=== SET EXERCISE A ===
Quote the passage on fast-food pay and taxpayer costs word for word, in full.

=== DOCUMENT EXCERPT ===
------------------------------
The median salary of fast-food workers is $8.69 per hour, UC Berkeley researchers say, while the nation’s top seven fast-food corporations offer $53 million in salaries for high-ranking executives, according to the National Employment Law Project (NELP). “These statistics paint a picture of workers not being able to get their fair share of the largest, richest economy in the world. It is a good thing that we have these work supports, but they should be a last resort,” said Sylvia A. Allegretto, lead author of the Berkeley report.

The NELP report slams 10 fast food corporations for being “responsible for more than half the total cost to taxpayers”: McDonald’s, Yum! Brands (home to KFC, Taco Bell, and other chains), Subway, Burger King, Wendy’s, Dunkin’ Donuts, Dairy Queen, Little Caesar’s, Sonic and Domino’s. McDonalds, NELP adds, imposes the largest bill on Americans — $1.2 billion out of the total $3.8 billion.
------------------------------
=== GIVEN DATA ===

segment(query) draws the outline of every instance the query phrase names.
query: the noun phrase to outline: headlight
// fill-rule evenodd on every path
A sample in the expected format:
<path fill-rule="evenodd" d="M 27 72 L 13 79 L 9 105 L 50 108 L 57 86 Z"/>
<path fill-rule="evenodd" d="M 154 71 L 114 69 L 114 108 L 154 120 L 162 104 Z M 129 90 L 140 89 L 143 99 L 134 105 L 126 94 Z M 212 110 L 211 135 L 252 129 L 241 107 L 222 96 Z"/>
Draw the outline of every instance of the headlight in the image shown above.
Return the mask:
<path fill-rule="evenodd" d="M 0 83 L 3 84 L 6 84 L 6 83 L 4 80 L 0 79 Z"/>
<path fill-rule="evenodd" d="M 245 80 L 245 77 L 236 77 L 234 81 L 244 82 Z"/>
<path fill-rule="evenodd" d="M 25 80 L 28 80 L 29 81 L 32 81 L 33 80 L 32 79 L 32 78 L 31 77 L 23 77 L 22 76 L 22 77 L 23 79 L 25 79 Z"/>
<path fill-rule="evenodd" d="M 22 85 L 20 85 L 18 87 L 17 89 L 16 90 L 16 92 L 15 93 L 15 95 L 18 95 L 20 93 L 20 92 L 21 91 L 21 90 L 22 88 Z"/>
------------------------------
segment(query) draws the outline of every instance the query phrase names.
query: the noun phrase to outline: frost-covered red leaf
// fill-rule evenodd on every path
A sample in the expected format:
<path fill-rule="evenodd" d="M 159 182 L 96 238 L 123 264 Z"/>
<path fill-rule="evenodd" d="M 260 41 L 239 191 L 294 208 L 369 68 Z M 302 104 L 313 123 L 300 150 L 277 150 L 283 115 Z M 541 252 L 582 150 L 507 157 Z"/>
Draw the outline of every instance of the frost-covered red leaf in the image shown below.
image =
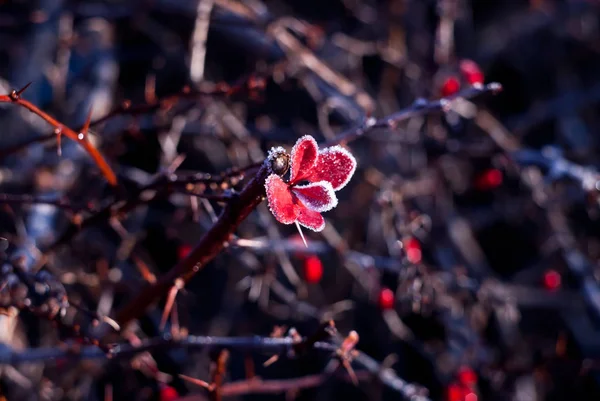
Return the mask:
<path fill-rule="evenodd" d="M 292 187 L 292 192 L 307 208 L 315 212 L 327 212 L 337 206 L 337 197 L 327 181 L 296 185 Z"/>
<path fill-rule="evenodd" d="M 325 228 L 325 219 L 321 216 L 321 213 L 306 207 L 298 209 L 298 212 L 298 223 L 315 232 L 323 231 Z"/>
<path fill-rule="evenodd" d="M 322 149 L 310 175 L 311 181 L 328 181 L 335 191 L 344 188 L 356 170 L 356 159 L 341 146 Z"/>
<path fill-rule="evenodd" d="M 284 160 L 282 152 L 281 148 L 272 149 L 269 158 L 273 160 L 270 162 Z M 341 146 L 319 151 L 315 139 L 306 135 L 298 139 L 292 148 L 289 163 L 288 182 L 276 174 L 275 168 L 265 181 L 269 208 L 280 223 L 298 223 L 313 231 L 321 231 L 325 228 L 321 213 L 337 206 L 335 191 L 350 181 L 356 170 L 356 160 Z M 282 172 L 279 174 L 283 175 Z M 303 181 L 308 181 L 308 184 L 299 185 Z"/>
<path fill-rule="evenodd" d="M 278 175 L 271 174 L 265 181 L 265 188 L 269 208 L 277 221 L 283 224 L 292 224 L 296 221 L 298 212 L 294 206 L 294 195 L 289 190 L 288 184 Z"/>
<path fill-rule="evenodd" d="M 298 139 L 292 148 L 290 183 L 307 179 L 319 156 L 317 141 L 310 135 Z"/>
------------------------------
=== SET EXERCISE B ===
Show each line of the records that contains the word "outline".

=== COMPLETE OUTPUT A ===
The median salary of fast-food workers is $8.69 per hour, UC Berkeley researchers say, while the nation’s top seven fast-food corporations offer $53 million in salaries for high-ranking executives, according to the National Employment Law Project (NELP). “These statistics paint a picture of workers not being able to get their fair share of the largest, richest economy in the world. It is a good thing that we have these work supports, but they should be a last resort,” said Sylvia A. Allegretto, lead author of the Berkeley report.

The NELP report slams 10 fast food corporations for being “responsible for more than half the total cost to taxpayers”: McDonald’s, Yum! Brands (home to KFC, Taco Bell, and other chains), Subway, Burger King, Wendy’s, Dunkin’ Donuts, Dairy Queen, Little Caesar’s, Sonic and Domino’s. McDonalds, NELP adds, imposes the largest bill on Americans — $1.2 billion out of the total $3.8 billion.

=== COMPLETE OUTPUT B ===
segment(query) draws the outline of every instance the query phrase names.
query: the noun phrase to outline: headlight
Draw the outline of every instance of the headlight in the image shown above.
segment(query) draws the outline of every instance the query phrase names.
query: the noun phrase to outline: frost-covered red leaf
Draw the outline of every instance of the frost-covered red leaf in the image shown below.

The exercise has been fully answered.